Problem to work on: Copy every line of the records below, word for word, and leave the pictures out.
________________________
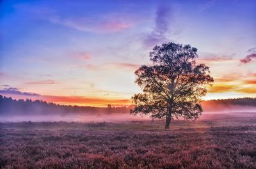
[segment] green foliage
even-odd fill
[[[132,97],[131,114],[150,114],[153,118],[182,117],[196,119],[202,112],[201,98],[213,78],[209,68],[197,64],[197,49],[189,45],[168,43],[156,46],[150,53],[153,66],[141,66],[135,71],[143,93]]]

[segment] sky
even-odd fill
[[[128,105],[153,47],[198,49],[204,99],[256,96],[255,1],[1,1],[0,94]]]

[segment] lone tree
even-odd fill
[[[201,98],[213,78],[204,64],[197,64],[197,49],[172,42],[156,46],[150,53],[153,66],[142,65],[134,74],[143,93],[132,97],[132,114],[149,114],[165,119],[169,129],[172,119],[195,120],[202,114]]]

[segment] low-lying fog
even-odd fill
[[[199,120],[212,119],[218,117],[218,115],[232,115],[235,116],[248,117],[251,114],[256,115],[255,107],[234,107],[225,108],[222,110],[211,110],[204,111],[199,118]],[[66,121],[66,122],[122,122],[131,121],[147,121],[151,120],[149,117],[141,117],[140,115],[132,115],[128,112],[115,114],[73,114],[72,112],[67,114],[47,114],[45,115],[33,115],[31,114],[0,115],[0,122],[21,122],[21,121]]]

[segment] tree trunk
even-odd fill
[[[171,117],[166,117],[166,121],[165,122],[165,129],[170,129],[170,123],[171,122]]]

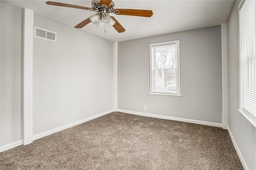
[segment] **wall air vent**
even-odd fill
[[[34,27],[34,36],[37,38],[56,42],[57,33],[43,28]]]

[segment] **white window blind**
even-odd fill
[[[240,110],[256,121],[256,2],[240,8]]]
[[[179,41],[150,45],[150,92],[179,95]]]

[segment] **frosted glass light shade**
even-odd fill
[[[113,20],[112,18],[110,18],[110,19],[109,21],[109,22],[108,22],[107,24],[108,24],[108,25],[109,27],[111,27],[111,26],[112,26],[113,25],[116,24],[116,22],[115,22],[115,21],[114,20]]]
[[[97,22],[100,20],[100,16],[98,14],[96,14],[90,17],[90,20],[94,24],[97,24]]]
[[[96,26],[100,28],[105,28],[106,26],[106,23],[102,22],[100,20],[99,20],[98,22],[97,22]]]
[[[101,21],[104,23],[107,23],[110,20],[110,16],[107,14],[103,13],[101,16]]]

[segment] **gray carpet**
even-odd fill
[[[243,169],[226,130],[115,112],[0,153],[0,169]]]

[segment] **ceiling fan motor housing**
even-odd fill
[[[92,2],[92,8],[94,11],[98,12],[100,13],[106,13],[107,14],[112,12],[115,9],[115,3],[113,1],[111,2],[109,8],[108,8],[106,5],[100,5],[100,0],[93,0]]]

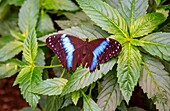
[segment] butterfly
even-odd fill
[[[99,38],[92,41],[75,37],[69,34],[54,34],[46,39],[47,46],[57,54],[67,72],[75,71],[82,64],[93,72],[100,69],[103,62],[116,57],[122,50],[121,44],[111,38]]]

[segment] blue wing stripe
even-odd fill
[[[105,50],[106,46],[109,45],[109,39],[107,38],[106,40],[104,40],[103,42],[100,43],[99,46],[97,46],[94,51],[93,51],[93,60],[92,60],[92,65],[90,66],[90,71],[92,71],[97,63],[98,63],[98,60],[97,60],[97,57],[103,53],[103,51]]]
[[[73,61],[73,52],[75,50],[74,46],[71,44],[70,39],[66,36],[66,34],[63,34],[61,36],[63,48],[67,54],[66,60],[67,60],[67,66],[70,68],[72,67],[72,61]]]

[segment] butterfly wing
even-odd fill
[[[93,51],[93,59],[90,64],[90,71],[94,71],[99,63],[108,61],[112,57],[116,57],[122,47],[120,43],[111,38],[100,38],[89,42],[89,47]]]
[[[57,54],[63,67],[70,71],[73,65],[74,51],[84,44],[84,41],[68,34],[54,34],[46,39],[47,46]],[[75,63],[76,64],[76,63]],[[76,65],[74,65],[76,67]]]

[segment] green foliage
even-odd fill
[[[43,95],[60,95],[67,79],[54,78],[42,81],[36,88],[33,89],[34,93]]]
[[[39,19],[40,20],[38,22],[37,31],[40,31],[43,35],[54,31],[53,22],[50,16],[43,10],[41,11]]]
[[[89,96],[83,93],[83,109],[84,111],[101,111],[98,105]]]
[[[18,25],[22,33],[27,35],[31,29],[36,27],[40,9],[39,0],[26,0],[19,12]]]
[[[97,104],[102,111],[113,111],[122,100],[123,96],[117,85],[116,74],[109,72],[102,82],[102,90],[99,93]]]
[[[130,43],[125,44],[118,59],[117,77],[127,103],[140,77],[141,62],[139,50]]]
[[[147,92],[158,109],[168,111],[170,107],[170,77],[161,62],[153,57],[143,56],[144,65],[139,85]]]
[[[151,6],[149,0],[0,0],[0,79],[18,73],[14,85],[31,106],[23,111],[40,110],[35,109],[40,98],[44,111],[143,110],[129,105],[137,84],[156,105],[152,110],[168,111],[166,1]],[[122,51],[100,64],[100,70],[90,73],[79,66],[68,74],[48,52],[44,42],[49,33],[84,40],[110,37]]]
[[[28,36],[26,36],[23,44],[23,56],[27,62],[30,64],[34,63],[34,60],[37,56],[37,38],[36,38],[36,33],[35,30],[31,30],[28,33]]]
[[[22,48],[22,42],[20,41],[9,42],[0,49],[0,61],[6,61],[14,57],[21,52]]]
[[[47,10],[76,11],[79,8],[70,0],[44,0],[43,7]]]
________________________
Right answer:
[segment] green foliage
even-odd fill
[[[132,97],[131,114],[150,114],[153,118],[182,117],[196,119],[202,112],[201,98],[213,78],[209,68],[197,64],[197,49],[189,45],[168,43],[156,46],[150,53],[153,66],[141,66],[135,71],[143,93]]]

[segment] sky
even-odd fill
[[[128,105],[153,47],[198,49],[204,99],[256,96],[255,1],[1,1],[0,94]]]

[segment] lone tree
even-odd fill
[[[201,98],[213,78],[204,64],[197,64],[197,49],[172,42],[156,46],[150,53],[153,66],[142,65],[134,74],[143,93],[132,97],[132,114],[149,114],[165,119],[169,129],[172,119],[195,120],[202,114]]]

[segment] low-lying fog
even-odd fill
[[[199,120],[212,119],[218,117],[218,115],[232,115],[235,116],[248,117],[251,114],[256,115],[255,107],[234,107],[225,108],[222,110],[211,110],[204,111],[199,118]],[[66,121],[66,122],[122,122],[131,121],[147,121],[151,120],[149,117],[141,117],[140,115],[132,115],[128,112],[115,114],[73,114],[72,112],[67,114],[47,114],[45,115],[33,115],[31,114],[0,115],[0,122],[21,122],[21,121]]]

[segment] tree trunk
even-odd fill
[[[171,117],[166,117],[166,121],[165,122],[165,129],[170,129],[170,123],[171,122]]]

[segment] **wall air vent**
even-odd fill
[[[34,27],[34,36],[37,38],[56,42],[57,33],[43,28]]]

[segment] **white window blind**
even-odd fill
[[[240,110],[256,121],[256,2],[240,8]]]
[[[179,41],[150,45],[150,92],[179,95]]]

[segment] **frosted glass light shade**
even-odd fill
[[[113,20],[112,18],[110,18],[110,19],[109,21],[109,22],[108,22],[107,24],[108,24],[108,25],[109,27],[111,27],[111,26],[112,26],[113,25],[116,24],[116,22],[115,22],[115,21],[114,20]]]
[[[97,22],[100,20],[100,16],[98,14],[96,14],[90,17],[90,20],[94,24],[97,24]]]
[[[96,26],[100,28],[105,28],[106,26],[106,23],[102,22],[100,20],[99,20],[98,22],[97,22]]]
[[[101,21],[104,23],[107,23],[110,20],[110,16],[107,14],[103,13],[101,16]]]

[segment] **gray carpet**
even-odd fill
[[[243,169],[226,130],[115,112],[0,153],[0,169]]]

[segment] **ceiling fan motor housing**
even-odd fill
[[[92,2],[92,8],[94,11],[98,12],[100,13],[106,13],[107,14],[112,12],[115,9],[115,3],[113,1],[111,2],[109,8],[108,8],[106,5],[100,5],[100,0],[93,0]]]

[segment] butterfly
even-odd fill
[[[99,38],[92,41],[75,37],[69,34],[54,34],[46,39],[47,46],[57,54],[67,72],[75,71],[82,64],[93,72],[100,69],[103,62],[116,57],[122,50],[121,44],[111,38]]]

[segment] blue wing stripe
even-odd fill
[[[105,50],[106,46],[109,45],[109,39],[107,38],[106,40],[104,40],[103,42],[100,43],[99,46],[97,46],[94,51],[93,51],[93,60],[92,60],[92,65],[90,66],[90,71],[92,71],[97,63],[98,63],[98,60],[97,60],[97,57],[103,53],[103,51]]]
[[[73,61],[73,52],[75,50],[74,46],[71,44],[70,39],[66,36],[66,34],[63,34],[61,36],[63,48],[67,54],[66,60],[67,60],[67,66],[70,68],[72,67],[72,61]]]

[segment] butterfly wing
even-odd fill
[[[93,51],[93,59],[90,64],[90,71],[94,71],[99,63],[108,61],[112,57],[116,57],[122,47],[120,43],[111,38],[100,38],[89,42],[89,47]]]
[[[57,54],[63,67],[70,71],[73,65],[74,51],[84,44],[84,41],[68,34],[54,34],[46,39],[47,46]],[[75,63],[76,64],[76,63]],[[76,65],[74,65],[76,67]]]

[segment] green foliage
even-odd fill
[[[43,95],[60,95],[67,79],[54,78],[42,81],[36,88],[33,89],[34,93]]]
[[[39,19],[40,20],[38,22],[37,31],[40,31],[43,35],[54,31],[53,22],[50,16],[43,10],[41,11]]]
[[[89,96],[83,93],[83,109],[84,111],[101,111],[98,105]]]
[[[18,25],[22,33],[27,35],[31,29],[36,27],[40,9],[39,0],[26,0],[19,12]]]
[[[97,104],[102,111],[113,111],[122,100],[123,96],[117,85],[116,74],[109,72],[102,82],[102,90],[99,93]]]
[[[130,43],[125,44],[118,59],[117,77],[127,103],[140,77],[141,62],[139,50]]]
[[[147,92],[158,109],[168,111],[170,107],[170,77],[161,62],[153,57],[143,56],[144,65],[139,85]]]
[[[151,6],[149,0],[0,0],[0,79],[18,73],[14,85],[31,106],[23,111],[40,110],[35,109],[40,98],[44,111],[143,110],[129,105],[137,84],[156,105],[152,110],[168,111],[166,1]],[[122,51],[100,64],[100,70],[90,73],[79,66],[68,74],[48,52],[44,42],[49,33],[84,40],[110,37]]]
[[[28,36],[26,36],[23,44],[23,56],[27,62],[30,64],[34,63],[34,60],[37,56],[37,38],[36,38],[36,33],[35,30],[31,30],[28,33]]]
[[[22,48],[22,42],[20,41],[9,42],[0,49],[0,61],[6,61],[14,57],[21,52]]]
[[[47,10],[76,11],[79,8],[70,0],[44,0],[43,7]]]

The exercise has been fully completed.